WHAT THIS TASK INVOLVES:
Only the run of lines from the one containing "Detect the exposed" through the last line should be returned, exactly as written.

RECORDS:
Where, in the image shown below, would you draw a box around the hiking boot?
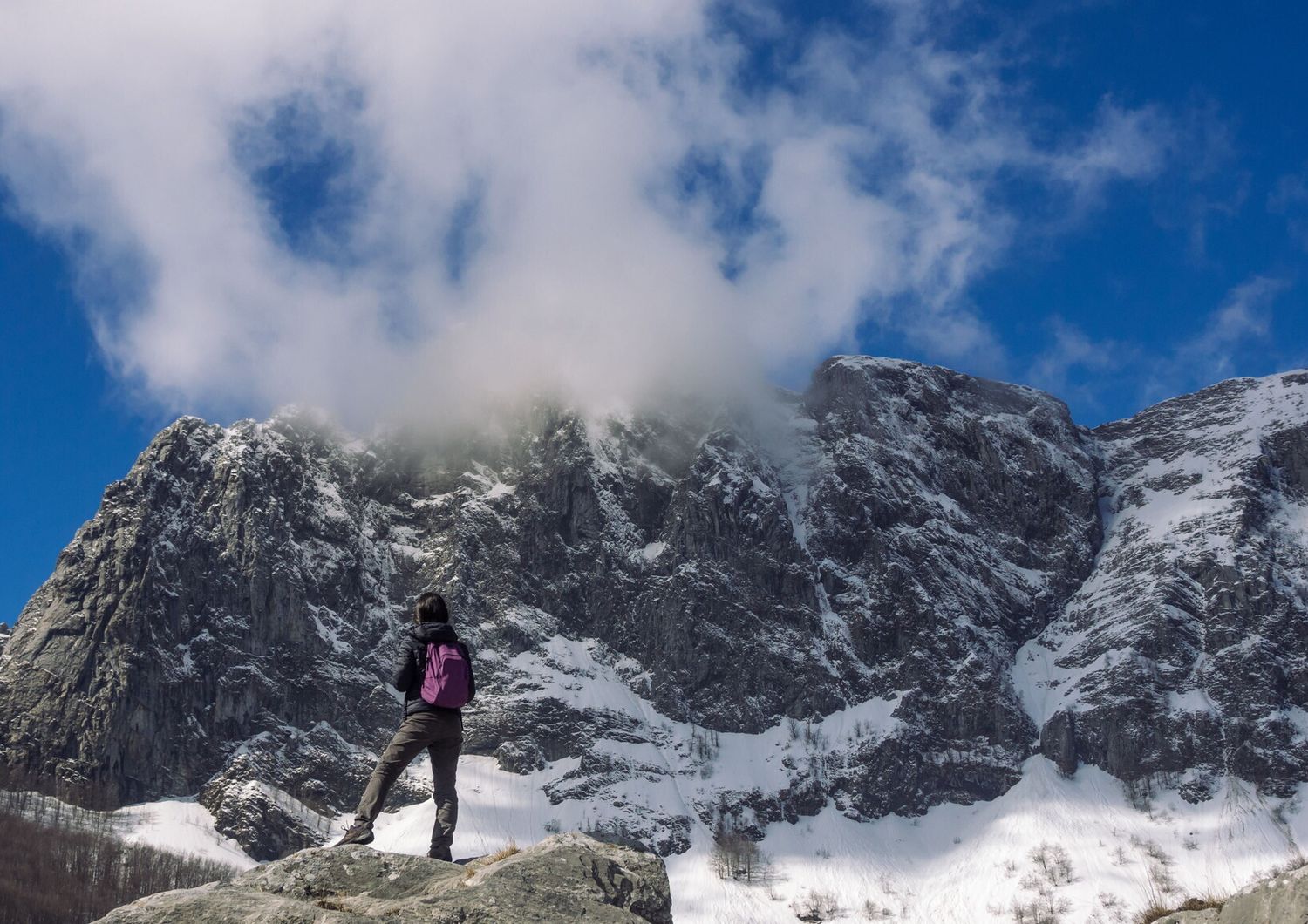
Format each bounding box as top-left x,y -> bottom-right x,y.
332,819 -> 373,847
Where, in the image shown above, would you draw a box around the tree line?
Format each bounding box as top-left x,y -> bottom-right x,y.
0,792 -> 235,924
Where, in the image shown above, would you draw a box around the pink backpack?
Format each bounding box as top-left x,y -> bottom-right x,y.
423,642 -> 471,710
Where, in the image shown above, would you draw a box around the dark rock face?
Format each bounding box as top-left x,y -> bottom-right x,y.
92,834 -> 672,924
0,357 -> 1308,858
1017,374 -> 1308,798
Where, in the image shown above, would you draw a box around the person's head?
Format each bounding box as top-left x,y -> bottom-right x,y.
413,591 -> 450,622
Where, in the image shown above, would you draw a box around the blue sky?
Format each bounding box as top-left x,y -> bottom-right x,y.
0,3 -> 1308,623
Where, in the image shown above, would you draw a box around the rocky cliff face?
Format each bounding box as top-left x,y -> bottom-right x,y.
0,357 -> 1308,858
91,834 -> 672,924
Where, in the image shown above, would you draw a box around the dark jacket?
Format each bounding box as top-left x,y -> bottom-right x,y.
392,622 -> 478,715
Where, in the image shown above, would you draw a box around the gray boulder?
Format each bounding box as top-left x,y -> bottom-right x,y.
92,832 -> 672,924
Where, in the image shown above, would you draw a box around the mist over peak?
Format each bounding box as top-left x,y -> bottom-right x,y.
0,0 -> 1167,427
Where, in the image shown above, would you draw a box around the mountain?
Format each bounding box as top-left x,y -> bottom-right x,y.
0,357 -> 1308,920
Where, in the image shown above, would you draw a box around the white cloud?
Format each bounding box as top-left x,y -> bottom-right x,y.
0,0 -> 1166,424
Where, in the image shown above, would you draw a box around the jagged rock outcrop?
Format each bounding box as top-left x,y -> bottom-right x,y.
1153,866 -> 1308,924
89,834 -> 672,924
1015,372 -> 1308,801
0,357 -> 1308,859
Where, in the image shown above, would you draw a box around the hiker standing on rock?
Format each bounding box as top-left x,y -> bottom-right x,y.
335,591 -> 478,863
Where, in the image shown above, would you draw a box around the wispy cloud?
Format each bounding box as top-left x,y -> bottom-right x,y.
1142,275 -> 1290,401
0,0 -> 1167,422
1025,316 -> 1140,409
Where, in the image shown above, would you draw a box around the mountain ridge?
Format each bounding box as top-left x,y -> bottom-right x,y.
0,357 -> 1308,858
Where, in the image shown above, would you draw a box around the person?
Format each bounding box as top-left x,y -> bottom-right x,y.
335,591 -> 476,863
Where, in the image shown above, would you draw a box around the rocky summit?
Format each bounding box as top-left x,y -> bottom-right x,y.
0,357 -> 1308,859
92,834 -> 672,924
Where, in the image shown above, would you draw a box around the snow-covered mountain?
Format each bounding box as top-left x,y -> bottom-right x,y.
0,357 -> 1308,921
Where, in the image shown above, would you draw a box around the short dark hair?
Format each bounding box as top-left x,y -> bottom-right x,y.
413,591 -> 450,622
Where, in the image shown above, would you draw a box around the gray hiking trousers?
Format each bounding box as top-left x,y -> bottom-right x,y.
355,712 -> 463,848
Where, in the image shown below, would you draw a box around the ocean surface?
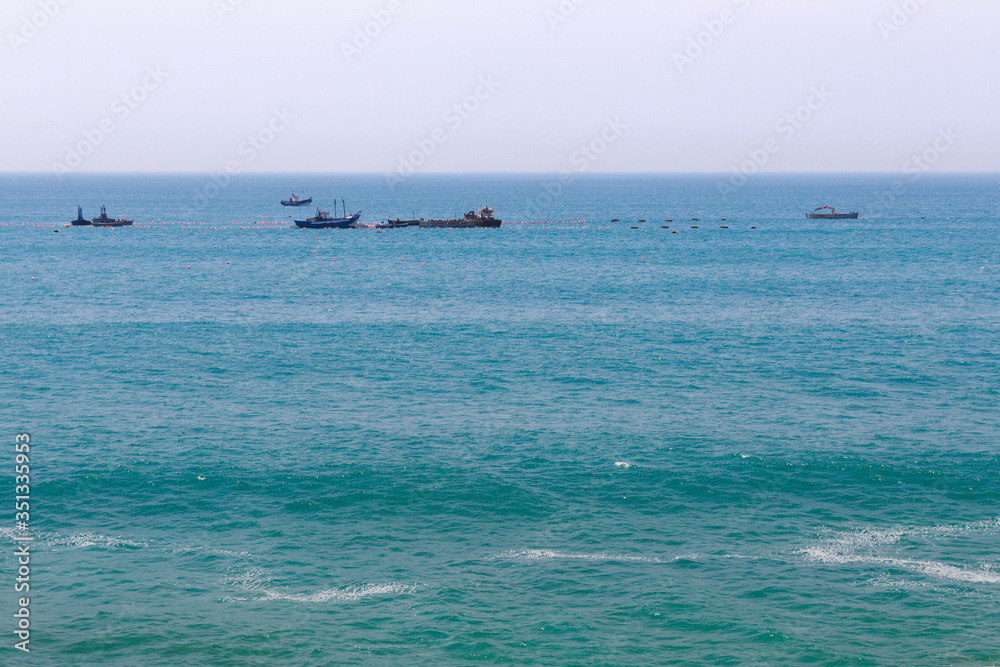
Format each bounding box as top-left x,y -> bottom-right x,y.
0,174 -> 1000,667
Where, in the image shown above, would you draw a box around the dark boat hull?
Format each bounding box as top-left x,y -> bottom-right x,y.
419,219 -> 503,229
806,213 -> 859,220
295,213 -> 361,229
90,218 -> 133,227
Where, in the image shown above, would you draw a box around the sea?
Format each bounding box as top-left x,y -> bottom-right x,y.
0,173 -> 1000,667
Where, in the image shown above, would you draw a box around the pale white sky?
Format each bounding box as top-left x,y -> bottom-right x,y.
0,0 -> 1000,173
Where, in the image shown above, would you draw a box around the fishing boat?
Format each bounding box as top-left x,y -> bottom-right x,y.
70,205 -> 90,227
90,206 -> 133,227
295,200 -> 361,229
281,192 -> 312,206
419,206 -> 503,229
806,206 -> 858,220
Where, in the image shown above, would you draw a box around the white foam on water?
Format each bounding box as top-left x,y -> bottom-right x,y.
0,528 -> 149,551
486,549 -> 672,563
798,519 -> 1000,584
262,584 -> 417,603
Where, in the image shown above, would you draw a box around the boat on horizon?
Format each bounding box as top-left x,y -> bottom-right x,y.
281,192 -> 312,206
295,200 -> 361,229
416,206 -> 503,229
806,206 -> 859,220
90,206 -> 133,227
70,204 -> 91,227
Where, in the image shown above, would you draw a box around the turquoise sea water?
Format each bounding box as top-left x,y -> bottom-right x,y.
0,175 -> 1000,665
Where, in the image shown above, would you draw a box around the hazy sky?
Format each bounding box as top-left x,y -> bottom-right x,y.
0,0 -> 1000,173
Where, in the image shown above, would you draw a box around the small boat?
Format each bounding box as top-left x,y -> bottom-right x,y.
281,192 -> 312,206
295,204 -> 361,229
419,206 -> 503,229
70,205 -> 90,227
806,206 -> 858,220
90,206 -> 133,227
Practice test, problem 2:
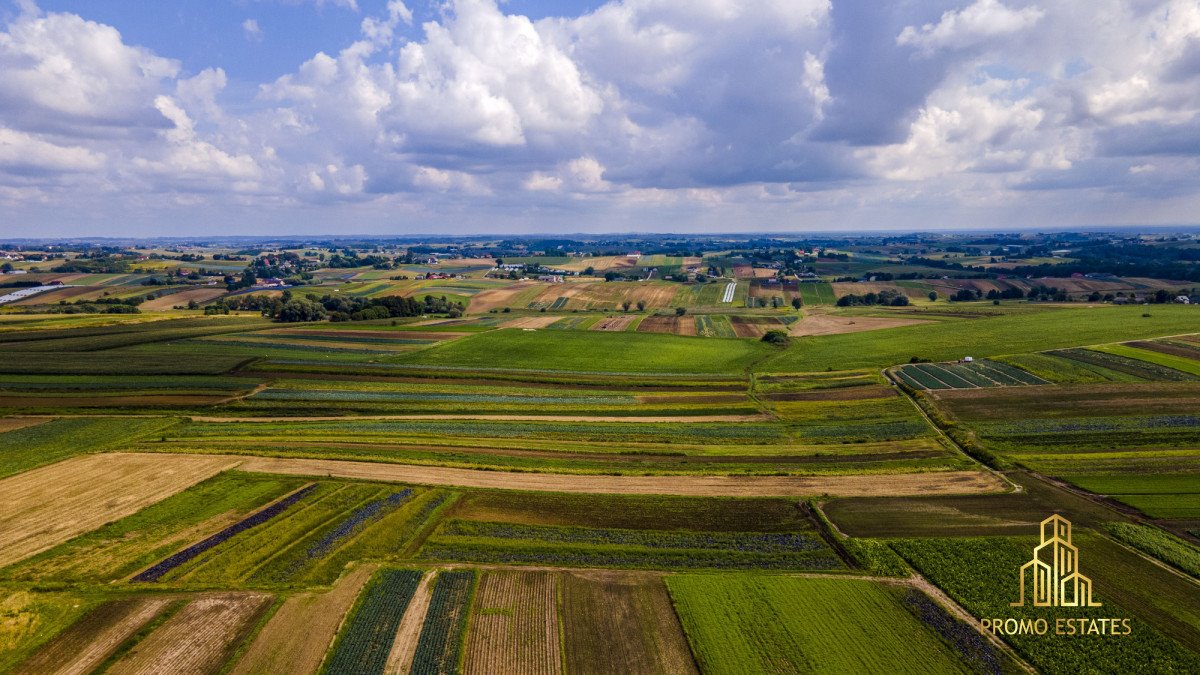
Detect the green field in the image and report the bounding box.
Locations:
[398,330,770,374]
[667,575,971,673]
[756,305,1198,372]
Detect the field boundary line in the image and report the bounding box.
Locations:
[882,366,1024,492]
[140,453,1009,497]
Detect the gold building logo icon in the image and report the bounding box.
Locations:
[1009,514,1100,607]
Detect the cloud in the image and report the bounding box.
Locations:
[241,19,263,42]
[896,0,1045,53]
[0,127,106,173]
[0,3,180,137]
[0,0,1200,229]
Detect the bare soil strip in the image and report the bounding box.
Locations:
[19,597,172,675]
[232,565,376,675]
[0,454,239,567]
[383,569,438,675]
[208,455,1007,497]
[107,593,272,675]
[192,414,772,423]
[463,571,563,675]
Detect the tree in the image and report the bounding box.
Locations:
[762,328,792,347]
[278,298,329,323]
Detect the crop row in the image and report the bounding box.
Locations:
[133,483,317,581]
[326,569,421,674]
[251,388,637,406]
[437,520,826,552]
[297,488,413,560]
[409,571,475,675]
[1050,350,1196,382]
[893,537,1200,673]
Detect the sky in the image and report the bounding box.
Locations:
[0,0,1200,238]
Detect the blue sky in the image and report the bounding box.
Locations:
[0,0,1200,238]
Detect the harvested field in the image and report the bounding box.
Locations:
[232,565,376,675]
[107,593,272,675]
[384,569,437,675]
[559,572,696,673]
[19,597,172,675]
[788,312,930,336]
[467,281,538,313]
[0,453,239,567]
[138,286,227,312]
[592,315,634,333]
[220,455,1006,496]
[0,417,50,434]
[637,315,696,335]
[500,315,563,328]
[463,572,562,675]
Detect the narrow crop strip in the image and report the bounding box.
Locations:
[133,483,317,581]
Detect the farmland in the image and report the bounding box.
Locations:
[0,230,1200,674]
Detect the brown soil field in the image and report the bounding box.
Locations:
[467,281,538,313]
[383,569,438,675]
[551,256,638,271]
[559,572,697,674]
[500,315,563,328]
[592,315,634,333]
[106,592,274,675]
[935,382,1200,420]
[18,597,172,675]
[138,286,228,312]
[213,455,1007,497]
[0,453,238,567]
[1123,341,1200,360]
[191,414,770,423]
[788,312,929,336]
[637,393,750,405]
[637,315,696,335]
[0,417,50,434]
[0,393,233,408]
[760,384,900,401]
[463,572,564,675]
[232,565,376,675]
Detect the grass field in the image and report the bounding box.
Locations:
[756,305,1200,372]
[667,575,970,673]
[398,330,770,374]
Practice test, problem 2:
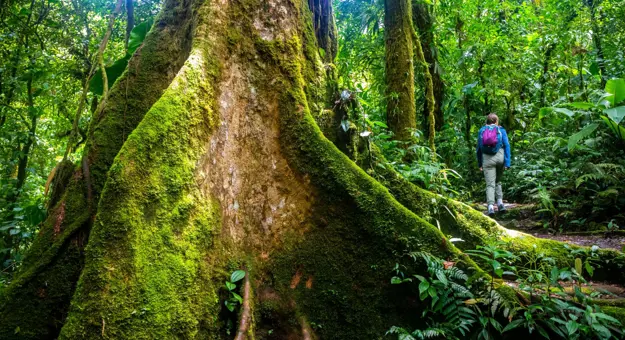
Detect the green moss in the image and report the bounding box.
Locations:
[384,0,417,140]
[601,306,625,326]
[61,27,227,339]
[0,1,197,339]
[240,13,498,339]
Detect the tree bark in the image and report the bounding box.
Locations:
[124,0,135,51]
[0,0,623,339]
[412,0,445,131]
[384,0,417,141]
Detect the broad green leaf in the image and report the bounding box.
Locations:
[603,106,625,124]
[575,257,582,275]
[230,270,245,282]
[568,102,595,110]
[588,62,599,76]
[566,320,579,335]
[605,78,625,106]
[502,319,524,333]
[230,292,243,303]
[601,116,625,140]
[419,281,430,294]
[568,123,599,152]
[128,20,152,55]
[89,55,130,95]
[594,313,621,325]
[553,107,575,117]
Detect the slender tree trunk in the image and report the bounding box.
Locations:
[539,43,556,107]
[125,0,135,51]
[590,5,608,89]
[0,0,624,339]
[384,0,417,141]
[412,0,445,131]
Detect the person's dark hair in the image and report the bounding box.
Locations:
[486,113,499,124]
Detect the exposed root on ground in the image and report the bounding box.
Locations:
[235,272,254,340]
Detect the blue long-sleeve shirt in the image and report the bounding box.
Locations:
[476,126,510,168]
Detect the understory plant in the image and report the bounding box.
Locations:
[387,243,624,340]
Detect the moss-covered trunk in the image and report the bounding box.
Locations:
[384,0,417,140]
[412,0,445,131]
[0,0,618,339]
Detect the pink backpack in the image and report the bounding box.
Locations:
[482,125,501,148]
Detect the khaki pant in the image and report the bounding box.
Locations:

RESPONSE TO THIS EXERCISE:
Detect the exposed root on ground in the image and report the bounding box.
Locations:
[235,272,254,340]
Detect the blue long-sleeve shirt in the image and report the bounding box.
Locations:
[476,126,510,168]
Detect the understory plant in the image and report the bounding box.
Locations:
[387,243,624,340]
Detect the moss-covered trunk in the image and report the bounding box.
Locations:
[384,0,417,140]
[412,0,445,131]
[0,0,618,339]
Detect the pink backpack in the image and report the bounding box.
Locations:
[482,125,501,148]
Detect the khaki pant in the image and report the bounding box.
Locations:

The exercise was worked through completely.